## ASSIGNMENT A
List the four elements of a good prompt that the prompt fundamentals guide names.
## ASSIGNMENT B
Say whether each statement agrees with the prompt fundamentals guide, answering yes or no and quoting the words that decide it: (i) An effective prompt must always include all four parts. (ii) The guide compares prompt quality to the quality of a search engine query. (iii) The Input Data example asks for JSON to be converted to a Python class.
## ASSIGNMENT C
Pick up the prompt fundamentals guide after its last line and continue it in the same style.

[[ TEXT BLOCK open ]]

Prompt Fundamentals

What Is a Prompt

A prompt is the input text you send to an LLM. Sounds simple — just type something?

Yes, but how you type determines how much value you get from the model. With the same model, a well-written prompt versus a poorly written one can produce wildly different output quality.

It's like search engines. Same Google, but some people find exact answers while others scroll through three pages with nothing useful. The difference is query quality.

Four Elements of a Good Prompt

An effective prompt typically contains four parts (not all are always needed):

1. Instruction

What you want the model to do. Be specific.

❌ "Help me fix this code"
✅ "Check this Python code for bugs, identify potential null pointer exceptions, and provide fixes"

2. Context

Background information the model needs.

❌ "Write a welcome email"
✅ "We're a B2B SaaS company. A new user just completed registration. Write a welcome email, professional but friendly, highlighting three core features"

3. Input Data

The specific content for the model to process.

Convert the following JSON to a TypeScript interface:

{"name": "John", "age": 30, "hobbies": ["reading", "coding"]}

4. Output Format

The expected format and structure of the response.

❌ "Analyze this log file"
✅ "Analyze this log file and output in this format:
   - Error count:
   - Most common error type:
   - Suggested fix priority (high/medium/low):"

Common Prompt Mistakes

Mistake 1: Vague Instructions

❌ "Process this data for me"

The model doesn't know what "process" means — clean? Analyze? Transform? Visualize?

✅ "Group this CSV data by date, calculate the average for each group, output as a Markdown table"

Mistake 2: Missing Necessary Context

❌ "Why is this test failing?"

[[ TEXT BLOCK closed ]]
[[ SOURCE MATERIAL open ]]

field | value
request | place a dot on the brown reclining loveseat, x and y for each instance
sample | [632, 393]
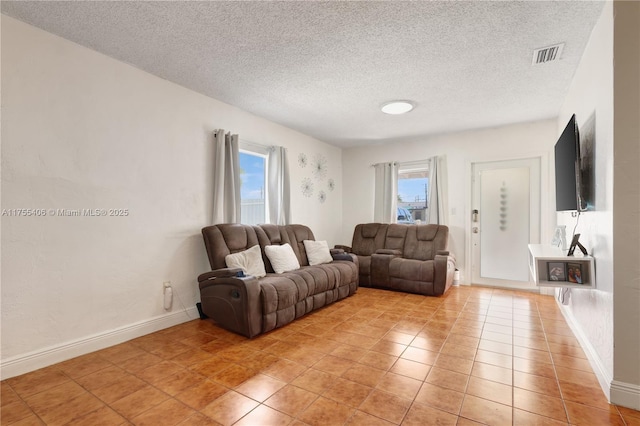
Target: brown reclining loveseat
[250, 306]
[403, 257]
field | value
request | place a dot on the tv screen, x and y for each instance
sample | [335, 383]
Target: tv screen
[567, 153]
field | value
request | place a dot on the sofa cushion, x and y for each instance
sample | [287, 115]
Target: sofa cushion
[317, 252]
[250, 261]
[282, 258]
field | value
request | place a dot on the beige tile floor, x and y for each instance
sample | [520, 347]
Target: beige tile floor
[475, 356]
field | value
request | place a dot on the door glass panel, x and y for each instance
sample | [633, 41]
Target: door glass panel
[504, 223]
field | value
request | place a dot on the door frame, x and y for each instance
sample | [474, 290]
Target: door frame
[547, 213]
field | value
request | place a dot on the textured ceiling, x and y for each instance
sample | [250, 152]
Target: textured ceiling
[324, 68]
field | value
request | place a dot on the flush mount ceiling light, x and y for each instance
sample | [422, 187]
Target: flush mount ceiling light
[397, 107]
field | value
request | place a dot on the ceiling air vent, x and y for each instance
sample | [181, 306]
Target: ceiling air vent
[547, 54]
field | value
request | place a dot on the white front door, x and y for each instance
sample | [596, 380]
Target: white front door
[505, 218]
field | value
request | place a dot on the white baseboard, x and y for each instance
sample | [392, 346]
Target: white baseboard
[31, 361]
[604, 377]
[625, 394]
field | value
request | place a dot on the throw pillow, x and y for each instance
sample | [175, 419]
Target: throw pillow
[249, 260]
[317, 252]
[282, 258]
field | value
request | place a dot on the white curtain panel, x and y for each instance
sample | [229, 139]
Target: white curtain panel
[438, 205]
[386, 193]
[278, 184]
[226, 178]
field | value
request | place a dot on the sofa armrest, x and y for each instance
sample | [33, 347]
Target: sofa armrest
[389, 251]
[444, 268]
[219, 273]
[234, 303]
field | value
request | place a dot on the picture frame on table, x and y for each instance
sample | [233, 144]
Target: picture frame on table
[556, 271]
[574, 273]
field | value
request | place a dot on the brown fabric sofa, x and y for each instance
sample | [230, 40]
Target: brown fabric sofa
[250, 306]
[403, 257]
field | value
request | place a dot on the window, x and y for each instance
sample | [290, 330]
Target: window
[413, 192]
[253, 188]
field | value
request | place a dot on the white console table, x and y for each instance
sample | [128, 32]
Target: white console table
[541, 255]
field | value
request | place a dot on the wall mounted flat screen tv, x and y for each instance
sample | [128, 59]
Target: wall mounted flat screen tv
[567, 155]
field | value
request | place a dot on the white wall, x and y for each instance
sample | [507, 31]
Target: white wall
[83, 131]
[524, 140]
[591, 92]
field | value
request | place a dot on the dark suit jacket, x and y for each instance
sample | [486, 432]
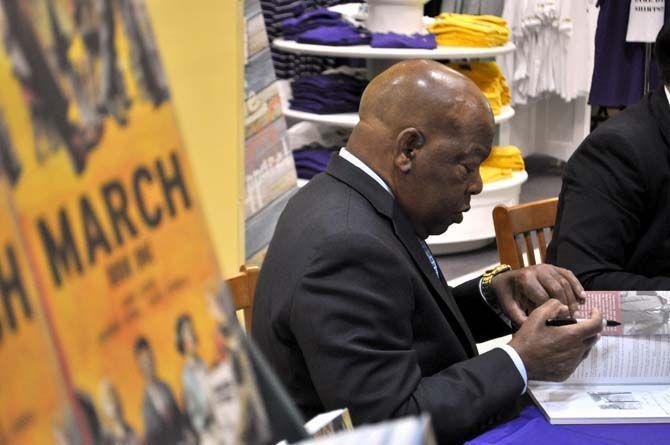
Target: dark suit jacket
[613, 222]
[351, 314]
[158, 430]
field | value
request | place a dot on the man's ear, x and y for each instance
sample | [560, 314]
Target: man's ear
[408, 141]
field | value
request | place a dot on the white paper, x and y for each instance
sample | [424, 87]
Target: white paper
[617, 360]
[645, 20]
[565, 404]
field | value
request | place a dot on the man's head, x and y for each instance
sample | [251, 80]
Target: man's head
[145, 358]
[662, 51]
[424, 128]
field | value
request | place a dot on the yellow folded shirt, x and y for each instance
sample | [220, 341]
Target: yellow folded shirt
[490, 79]
[469, 30]
[492, 174]
[505, 157]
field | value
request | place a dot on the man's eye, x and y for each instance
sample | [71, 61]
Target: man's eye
[468, 168]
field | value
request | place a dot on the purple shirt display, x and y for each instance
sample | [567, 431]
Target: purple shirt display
[532, 427]
[345, 35]
[327, 93]
[311, 161]
[310, 20]
[394, 40]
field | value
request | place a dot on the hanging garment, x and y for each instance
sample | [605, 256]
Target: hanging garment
[618, 73]
[469, 30]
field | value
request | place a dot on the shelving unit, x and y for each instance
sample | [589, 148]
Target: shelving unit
[476, 230]
[367, 52]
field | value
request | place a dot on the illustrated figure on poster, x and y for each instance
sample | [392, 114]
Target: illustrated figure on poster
[645, 313]
[113, 99]
[195, 381]
[48, 100]
[144, 51]
[164, 423]
[115, 428]
[69, 70]
[232, 377]
[9, 163]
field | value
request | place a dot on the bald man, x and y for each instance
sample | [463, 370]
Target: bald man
[351, 308]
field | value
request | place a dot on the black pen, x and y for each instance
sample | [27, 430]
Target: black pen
[569, 321]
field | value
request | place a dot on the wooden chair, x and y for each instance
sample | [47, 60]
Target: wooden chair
[243, 287]
[517, 223]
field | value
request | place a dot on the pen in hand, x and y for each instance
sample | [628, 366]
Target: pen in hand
[568, 321]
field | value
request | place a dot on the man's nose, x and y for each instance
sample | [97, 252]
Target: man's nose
[477, 185]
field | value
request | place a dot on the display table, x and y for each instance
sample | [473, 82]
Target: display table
[477, 229]
[531, 428]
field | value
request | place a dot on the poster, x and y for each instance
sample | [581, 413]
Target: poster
[106, 207]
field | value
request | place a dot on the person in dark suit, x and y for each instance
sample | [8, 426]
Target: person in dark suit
[351, 308]
[612, 227]
[164, 423]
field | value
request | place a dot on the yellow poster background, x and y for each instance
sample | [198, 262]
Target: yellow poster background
[33, 400]
[96, 321]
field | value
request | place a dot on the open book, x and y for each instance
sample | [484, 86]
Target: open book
[626, 377]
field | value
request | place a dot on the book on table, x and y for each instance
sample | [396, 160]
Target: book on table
[626, 376]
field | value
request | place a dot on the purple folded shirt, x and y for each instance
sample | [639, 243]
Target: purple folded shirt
[311, 161]
[344, 35]
[394, 40]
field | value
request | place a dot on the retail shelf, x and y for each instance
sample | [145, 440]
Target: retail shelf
[349, 120]
[367, 52]
[344, 120]
[477, 229]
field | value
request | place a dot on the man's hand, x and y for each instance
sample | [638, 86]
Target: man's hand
[553, 353]
[518, 291]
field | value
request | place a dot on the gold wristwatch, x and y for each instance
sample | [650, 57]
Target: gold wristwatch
[487, 278]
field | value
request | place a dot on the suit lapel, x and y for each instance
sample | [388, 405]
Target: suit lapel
[410, 240]
[661, 110]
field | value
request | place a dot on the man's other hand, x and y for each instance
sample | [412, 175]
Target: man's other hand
[522, 290]
[553, 353]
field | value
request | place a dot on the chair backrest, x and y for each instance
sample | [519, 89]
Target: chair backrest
[243, 287]
[515, 227]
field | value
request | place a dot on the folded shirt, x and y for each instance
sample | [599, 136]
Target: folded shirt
[502, 162]
[469, 30]
[310, 20]
[335, 35]
[395, 40]
[327, 93]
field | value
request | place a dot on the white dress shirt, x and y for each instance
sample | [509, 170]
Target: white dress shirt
[347, 155]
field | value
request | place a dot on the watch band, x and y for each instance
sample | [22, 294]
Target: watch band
[487, 278]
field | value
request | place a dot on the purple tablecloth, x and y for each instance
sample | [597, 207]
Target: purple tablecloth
[532, 428]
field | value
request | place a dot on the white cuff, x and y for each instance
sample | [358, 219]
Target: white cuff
[497, 310]
[518, 363]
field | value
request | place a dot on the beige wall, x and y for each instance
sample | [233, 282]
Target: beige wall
[201, 48]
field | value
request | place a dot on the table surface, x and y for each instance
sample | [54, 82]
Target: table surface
[532, 428]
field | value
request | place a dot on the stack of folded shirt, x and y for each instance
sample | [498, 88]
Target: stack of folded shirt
[327, 93]
[490, 79]
[469, 30]
[501, 163]
[394, 40]
[312, 159]
[324, 27]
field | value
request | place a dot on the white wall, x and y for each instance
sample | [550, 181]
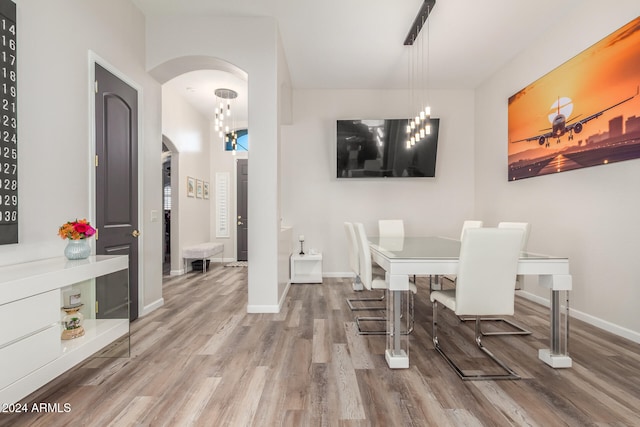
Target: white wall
[315, 203]
[189, 131]
[55, 176]
[590, 215]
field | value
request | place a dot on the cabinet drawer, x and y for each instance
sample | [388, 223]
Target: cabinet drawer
[26, 316]
[27, 355]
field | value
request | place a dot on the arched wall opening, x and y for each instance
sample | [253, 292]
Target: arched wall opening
[206, 146]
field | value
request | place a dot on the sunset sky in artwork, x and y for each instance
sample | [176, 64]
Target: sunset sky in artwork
[599, 77]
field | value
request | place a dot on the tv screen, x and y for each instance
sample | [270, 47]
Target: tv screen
[378, 148]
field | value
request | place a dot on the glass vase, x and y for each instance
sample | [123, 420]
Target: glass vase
[77, 249]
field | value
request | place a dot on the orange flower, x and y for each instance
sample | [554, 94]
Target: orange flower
[75, 230]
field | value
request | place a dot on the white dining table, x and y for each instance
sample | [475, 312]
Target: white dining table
[436, 256]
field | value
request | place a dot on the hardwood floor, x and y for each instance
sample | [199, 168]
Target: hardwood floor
[202, 360]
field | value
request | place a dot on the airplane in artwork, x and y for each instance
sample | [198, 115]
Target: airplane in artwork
[561, 126]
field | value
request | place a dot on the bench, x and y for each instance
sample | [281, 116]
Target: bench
[201, 251]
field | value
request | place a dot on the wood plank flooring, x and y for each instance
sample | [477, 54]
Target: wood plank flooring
[202, 360]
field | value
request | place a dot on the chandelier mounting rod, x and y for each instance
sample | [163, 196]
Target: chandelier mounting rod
[421, 18]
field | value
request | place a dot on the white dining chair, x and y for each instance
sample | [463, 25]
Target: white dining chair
[355, 265]
[515, 328]
[484, 287]
[465, 226]
[372, 282]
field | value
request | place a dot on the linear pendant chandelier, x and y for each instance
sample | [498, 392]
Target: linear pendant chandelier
[222, 125]
[419, 126]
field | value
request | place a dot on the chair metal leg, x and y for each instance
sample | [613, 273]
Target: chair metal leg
[510, 374]
[384, 319]
[370, 319]
[350, 302]
[519, 330]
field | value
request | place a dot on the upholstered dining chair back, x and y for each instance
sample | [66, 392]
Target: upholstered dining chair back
[488, 264]
[366, 268]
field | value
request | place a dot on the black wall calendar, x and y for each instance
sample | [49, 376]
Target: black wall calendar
[8, 125]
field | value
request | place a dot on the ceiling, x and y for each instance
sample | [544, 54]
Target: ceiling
[358, 44]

[[ SOURCE MATERIAL closed ]]

## TASK OUTPUT A
1. Instruction
2. Context
3. Input Data
4. Output Format

## TASK OUTPUT B
(i) No: "not all are always needed"
(ii) Yes: "The difference is query quality."
(iii) No: "Convert the following JSON to a TypeScript interface:"

## TASK OUTPUT C
The model can't see your code, test output, or environment config.

✅ "Here's my pytest code and failure output. Test environment is Python 3.11 + pytest 7.4.
   Analyze the failure cause and provide a fix.

   [paste code and output here]"

Mistake 3: Asking for Too Much at Once

❌ "Design a complete e-commerce system including database design, API design, frontend architecture, and deployment plan"

Cramming too many tasks into one prompt means none get done well. Break it into multiple conversations.

Mistake 4: Not Specifying Output Format

When you need structured output, not specifying a format lets the model freestyle — the format may vary each time, making programmatic parsing difficult.

Prompting Is Programming

A useful mental model for developers: a prompt is a "program" written in natural language.

  • Instruction = function name and docstring
  • Context = parameters and configuration
  • Input = function arguments
  • Output format = return type

Like code, prompts need iteration. The first version is rarely the best. Observe the output, adjust the prompt, try again — this loop is identical to debugging.

"Garbage In, Garbage Out"

The LLM version of GIGO:

  • Vague instructions → vague answers
  • No context → generic (possibly irrelevant) answers
  • Contradictory requirements → confused output
  • Clear instructions + sufficient context + explicit format → high-quality output

The quality ceiling of the model's output is determined by your prompt quality.

Temperature and Sampling

Beyond writing the prompt, there's one key parameter affecting output: temperature.

  • temperature = 0: Always picks the highest-probability token, output is nearly deterministic. Good for code generation, data extraction — tasks requiring precision.
  • temperature = 0.7: Some randomness, more diverse output. Good for creative writing, brainstorming.
  • temperature = 1.0+: High randomness, output may become incoherent. Rarely used.

Rule of thumb: low temperature for accuracy tasks, high temperature for creativity tasks.

Key Takeaways

  1. Good prompt = clear instruction + sufficient context + explicit output format. These three elements determine output quality.
  2. Iterate on prompts like you iterate on code. It's normal for the first version to be imperfect — observe, adjust, retry.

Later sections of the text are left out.